BCON

BSON C Object Notation


Gary J. Murakami, Ph.D.

gary.murakami@10gen.com


mongo-c-driver


Driver Days

Tuesday, September 18, 2012

The Problem


    { "BSON" : [ "awesome", 5.05, 1986 ] }
    

C Driver


    bson bs[1];
    bson_init( bs );
    bson_append_start_array( bs, "BSON" );
    bson_append_string( bs, "0", "awesome" );
    bson_append_double( bs, "1", 5.05 );
    bson_append_int( bs, "2", 1986 );
    bson_append_finish_array( bs );
    bson_finish( bs );
    
  • laborious
  • unreadable
  • unmaintainable
  • not fun

The Solution


    { "BSON" : [ "awesome", 5.05, 1986 ] }
    

BCON: BSON C Object Notation


    bcon bc[] = { "BSON", "[", "awesome", BF(5.05), BI(1986), "]", "." };
    

  • C feature set
    • no nested polymorphic arrays or dictionaries
  • C initializer
    • compiled data, not code

Comparison


    { "BSON" : [ "awesome", 5.05, 1986 ] }
    

BCON


    bson b[1];
    bcon bc[] = { "BSON", "[", "awesome", BF(5.05), BI(1986), "]", "." };
    bson_from_bcon( b, bc );
    

C Driver


    bson bs[1];
    bson_init( bs );
    bson_append_start_array( bs, "BSON" );
    bson_append_string( bs, "0", "awesome" );
    bson_append_double( bs, "1", 5.05 );
    bson_append_int( bs, "2", 1986 );
    bson_append_finish_array( bs );
    bson_finish( bs );
    

More Examples


    bcon goodbye[] = { "hello", "world", "goodbye", "world", "." };

    bcon contact_info[] = {
        "firstName", "John",
        "lastName" , "Smith",
        "age"      , BI(25),
        "address"  ,
        "{",
            "streetAddress", "21 2nd Street",
            "city"         , "New York",
            "state"        , "NY",
            "postalCode"   , "10021",
        "}",
        "phoneNumber",
        "[",
            "{",
                "type"  , "home",
                "number", "212 555-1234",
            "}",
            "{",
                "type"  , "fax",
                "number", "646 555-4567",
            "}",
        "]",
        BEND
    };
    

Implementation - C Union


    typedef union bcon {
      char *s;       /**< 02 e_name string    Macro BS(v) - UTF-8 string */ /* must be first to be default */
      double f;      /**< 01 e_name double    Macro BF(v) - Floating point */
      char *o;       /**< 07 e_name (byte*12) Macro BO(v) - ObjectId */
      bson_bool_t b; /**< 08 e_name 00        Macro BB(v) - Boolean "false"

● ● ● ● ●

» **Jobs**:
A: In the BCON presentation, what does the name BCON stand for?
B: Continue the BCON presentation from the point where it stops.

[Stored entries]
● ● ● ● ●

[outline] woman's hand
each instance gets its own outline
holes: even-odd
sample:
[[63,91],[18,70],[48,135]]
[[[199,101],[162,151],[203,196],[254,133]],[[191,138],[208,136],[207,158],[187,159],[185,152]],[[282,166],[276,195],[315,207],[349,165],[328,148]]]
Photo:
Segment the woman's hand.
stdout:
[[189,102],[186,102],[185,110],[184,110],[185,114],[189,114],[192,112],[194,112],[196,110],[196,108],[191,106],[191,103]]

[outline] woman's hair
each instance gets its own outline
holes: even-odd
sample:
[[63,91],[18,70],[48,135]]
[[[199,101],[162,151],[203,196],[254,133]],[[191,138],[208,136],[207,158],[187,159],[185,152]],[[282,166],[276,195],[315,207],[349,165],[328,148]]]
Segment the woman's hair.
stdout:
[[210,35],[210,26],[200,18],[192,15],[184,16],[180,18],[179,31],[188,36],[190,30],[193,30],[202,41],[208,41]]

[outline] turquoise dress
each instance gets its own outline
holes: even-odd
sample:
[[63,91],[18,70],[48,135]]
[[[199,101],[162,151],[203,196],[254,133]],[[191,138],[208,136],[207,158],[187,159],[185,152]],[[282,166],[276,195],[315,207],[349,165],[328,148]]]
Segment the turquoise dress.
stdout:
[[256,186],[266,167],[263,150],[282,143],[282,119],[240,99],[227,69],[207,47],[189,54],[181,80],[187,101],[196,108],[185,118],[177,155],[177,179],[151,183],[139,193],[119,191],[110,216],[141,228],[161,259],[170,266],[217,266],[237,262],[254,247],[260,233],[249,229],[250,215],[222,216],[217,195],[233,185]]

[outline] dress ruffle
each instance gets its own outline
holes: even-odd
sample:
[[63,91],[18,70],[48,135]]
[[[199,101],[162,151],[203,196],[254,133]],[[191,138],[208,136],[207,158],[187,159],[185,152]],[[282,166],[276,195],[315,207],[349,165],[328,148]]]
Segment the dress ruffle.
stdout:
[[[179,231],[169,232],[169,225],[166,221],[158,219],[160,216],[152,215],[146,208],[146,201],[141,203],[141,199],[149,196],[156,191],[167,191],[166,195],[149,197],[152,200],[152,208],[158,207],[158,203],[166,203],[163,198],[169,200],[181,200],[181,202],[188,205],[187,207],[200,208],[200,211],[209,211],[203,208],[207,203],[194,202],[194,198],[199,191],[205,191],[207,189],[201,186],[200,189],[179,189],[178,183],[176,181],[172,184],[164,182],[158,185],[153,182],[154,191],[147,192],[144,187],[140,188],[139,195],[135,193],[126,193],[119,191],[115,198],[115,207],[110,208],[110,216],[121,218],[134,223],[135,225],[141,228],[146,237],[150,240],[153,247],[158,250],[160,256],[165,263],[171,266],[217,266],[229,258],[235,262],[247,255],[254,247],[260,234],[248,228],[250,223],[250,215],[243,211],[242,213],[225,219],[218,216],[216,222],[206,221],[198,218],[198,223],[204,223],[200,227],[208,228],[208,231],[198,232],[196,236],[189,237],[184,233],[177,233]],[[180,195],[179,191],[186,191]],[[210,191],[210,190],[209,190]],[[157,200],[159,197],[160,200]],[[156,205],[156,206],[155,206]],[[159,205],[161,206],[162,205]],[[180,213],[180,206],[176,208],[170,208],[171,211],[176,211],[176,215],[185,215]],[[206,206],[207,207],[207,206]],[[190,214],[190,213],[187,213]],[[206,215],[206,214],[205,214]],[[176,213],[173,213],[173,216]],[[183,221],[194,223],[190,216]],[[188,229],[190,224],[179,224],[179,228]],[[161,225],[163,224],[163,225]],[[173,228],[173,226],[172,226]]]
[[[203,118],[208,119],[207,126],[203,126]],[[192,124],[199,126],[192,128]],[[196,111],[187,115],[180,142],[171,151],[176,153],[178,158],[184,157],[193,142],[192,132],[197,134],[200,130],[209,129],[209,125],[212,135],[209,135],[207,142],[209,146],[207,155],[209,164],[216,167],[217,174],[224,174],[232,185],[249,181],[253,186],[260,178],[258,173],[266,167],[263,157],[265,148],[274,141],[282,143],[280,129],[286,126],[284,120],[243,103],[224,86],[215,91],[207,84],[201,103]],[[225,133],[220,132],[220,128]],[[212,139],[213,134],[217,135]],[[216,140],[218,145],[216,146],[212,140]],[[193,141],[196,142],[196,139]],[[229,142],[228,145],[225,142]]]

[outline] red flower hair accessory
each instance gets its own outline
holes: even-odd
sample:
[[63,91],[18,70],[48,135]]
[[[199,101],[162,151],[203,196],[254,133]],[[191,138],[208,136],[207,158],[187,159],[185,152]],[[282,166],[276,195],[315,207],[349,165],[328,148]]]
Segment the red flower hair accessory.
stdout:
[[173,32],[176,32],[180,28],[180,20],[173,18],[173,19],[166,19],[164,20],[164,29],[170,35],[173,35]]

● ● ● ● ●

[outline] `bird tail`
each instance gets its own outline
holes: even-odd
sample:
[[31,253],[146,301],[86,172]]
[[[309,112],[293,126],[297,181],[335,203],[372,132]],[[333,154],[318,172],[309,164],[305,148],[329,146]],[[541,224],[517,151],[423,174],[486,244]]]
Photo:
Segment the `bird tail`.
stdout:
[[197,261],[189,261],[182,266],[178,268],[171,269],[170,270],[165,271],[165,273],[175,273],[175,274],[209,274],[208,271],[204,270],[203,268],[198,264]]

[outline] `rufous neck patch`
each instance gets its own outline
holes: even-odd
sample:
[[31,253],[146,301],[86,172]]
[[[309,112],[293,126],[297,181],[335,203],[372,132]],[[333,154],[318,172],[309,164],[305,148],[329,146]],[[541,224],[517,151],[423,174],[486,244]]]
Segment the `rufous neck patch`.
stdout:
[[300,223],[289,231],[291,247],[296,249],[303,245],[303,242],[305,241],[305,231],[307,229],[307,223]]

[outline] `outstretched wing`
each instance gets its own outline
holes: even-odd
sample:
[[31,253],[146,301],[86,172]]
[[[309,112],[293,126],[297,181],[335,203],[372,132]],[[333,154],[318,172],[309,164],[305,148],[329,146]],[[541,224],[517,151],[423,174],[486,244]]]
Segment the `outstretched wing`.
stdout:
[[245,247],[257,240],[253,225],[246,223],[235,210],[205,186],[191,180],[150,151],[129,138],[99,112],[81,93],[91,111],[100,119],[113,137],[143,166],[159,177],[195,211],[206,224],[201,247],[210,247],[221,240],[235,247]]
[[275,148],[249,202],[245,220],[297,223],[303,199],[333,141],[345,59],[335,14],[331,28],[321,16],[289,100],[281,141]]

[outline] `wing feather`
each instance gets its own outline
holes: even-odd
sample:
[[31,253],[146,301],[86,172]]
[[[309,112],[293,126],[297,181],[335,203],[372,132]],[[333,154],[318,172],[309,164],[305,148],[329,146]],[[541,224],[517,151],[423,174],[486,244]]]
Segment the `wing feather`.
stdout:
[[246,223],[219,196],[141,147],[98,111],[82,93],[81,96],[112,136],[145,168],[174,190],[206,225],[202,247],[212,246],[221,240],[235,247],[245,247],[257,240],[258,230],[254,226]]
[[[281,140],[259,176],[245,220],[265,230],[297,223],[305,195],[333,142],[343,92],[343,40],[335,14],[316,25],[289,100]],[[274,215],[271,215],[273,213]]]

● ● ● ● ●

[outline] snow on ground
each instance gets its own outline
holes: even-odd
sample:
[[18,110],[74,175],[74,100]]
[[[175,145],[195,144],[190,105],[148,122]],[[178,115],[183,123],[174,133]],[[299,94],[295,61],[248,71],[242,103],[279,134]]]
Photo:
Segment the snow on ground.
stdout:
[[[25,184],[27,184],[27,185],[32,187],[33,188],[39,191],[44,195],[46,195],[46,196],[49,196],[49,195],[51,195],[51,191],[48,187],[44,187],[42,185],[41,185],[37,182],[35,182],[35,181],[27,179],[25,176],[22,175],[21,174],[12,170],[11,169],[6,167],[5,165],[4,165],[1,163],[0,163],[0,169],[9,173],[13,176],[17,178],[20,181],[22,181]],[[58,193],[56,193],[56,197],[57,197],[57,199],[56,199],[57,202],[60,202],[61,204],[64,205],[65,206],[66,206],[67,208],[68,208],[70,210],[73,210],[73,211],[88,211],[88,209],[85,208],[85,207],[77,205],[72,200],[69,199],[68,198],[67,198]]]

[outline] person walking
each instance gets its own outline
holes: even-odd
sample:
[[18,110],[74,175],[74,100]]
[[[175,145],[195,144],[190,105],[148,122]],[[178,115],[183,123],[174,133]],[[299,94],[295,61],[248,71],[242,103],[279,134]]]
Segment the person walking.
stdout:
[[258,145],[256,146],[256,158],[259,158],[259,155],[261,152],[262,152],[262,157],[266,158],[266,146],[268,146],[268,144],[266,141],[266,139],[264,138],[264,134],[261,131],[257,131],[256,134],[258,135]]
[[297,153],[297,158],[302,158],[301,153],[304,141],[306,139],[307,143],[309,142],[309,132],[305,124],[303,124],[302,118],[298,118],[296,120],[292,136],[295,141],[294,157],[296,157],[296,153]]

● ● ● ● ●

» **Exercise answers**:
A: BSON C Object Notation

B:
                          08 e_name 01        Macro BB(v) - Boolean "true" */
      time_t t;      /**< 09 e_name int64     Macro BT(v) - UTC datetime */
      char *v;       /**< 0A e_name           Macro BNULL - Null value */
      char *x;       /**< 0E e_name string    Macro BX(v) - Symbol */
      int i;         /**< 10 e_name int32     Macro BI(v) - 32-bit Integer */
      long l;        /**< 12 e_name int64     Macro BL(v) - 64-bit Integer */
    } bcon;
    
  • choose char* cstring as the default type
  • first union field is the default
  • document is C array of bcon union elements
  • keys, values, documents, BSON arrays

Special cstrings

  • use "." or BEND macro for termination
  • use "{" and "}" for document
  • use "[" and "]" for array
  • use special cstrings for type specification

    /** BCON internal 01 double Floating point type-specifier */
    #define BTF ":_f:"
    /** BCON internal 02 char* string type-specifier */
    #define BTS ":_s:"
    /** BCON internal 07 char* ObjectId type-specifier */
    #define BTO ":_o:"
    /** BCON internal 08 int Boolean type-specifier */
    #define BTB ":_b:"
    /** BCON internal 09 int64 UTC datetime type-specifier */
    #define BTT ":_t:"
    /** BCON internal 0A Null type-specifier */
    #define BTN ":_v:"
    /** BCON internal 0E char* Symbol type-specifier */
    #define BTX ":_x:"
    /** BCON internal 10 int32 64-bit Integer type-specifier */
    #define BTI ":_i:"
    /** BCON internal 12 int64 64-bit Integer type-specifier */
    #define BTL ":_l:"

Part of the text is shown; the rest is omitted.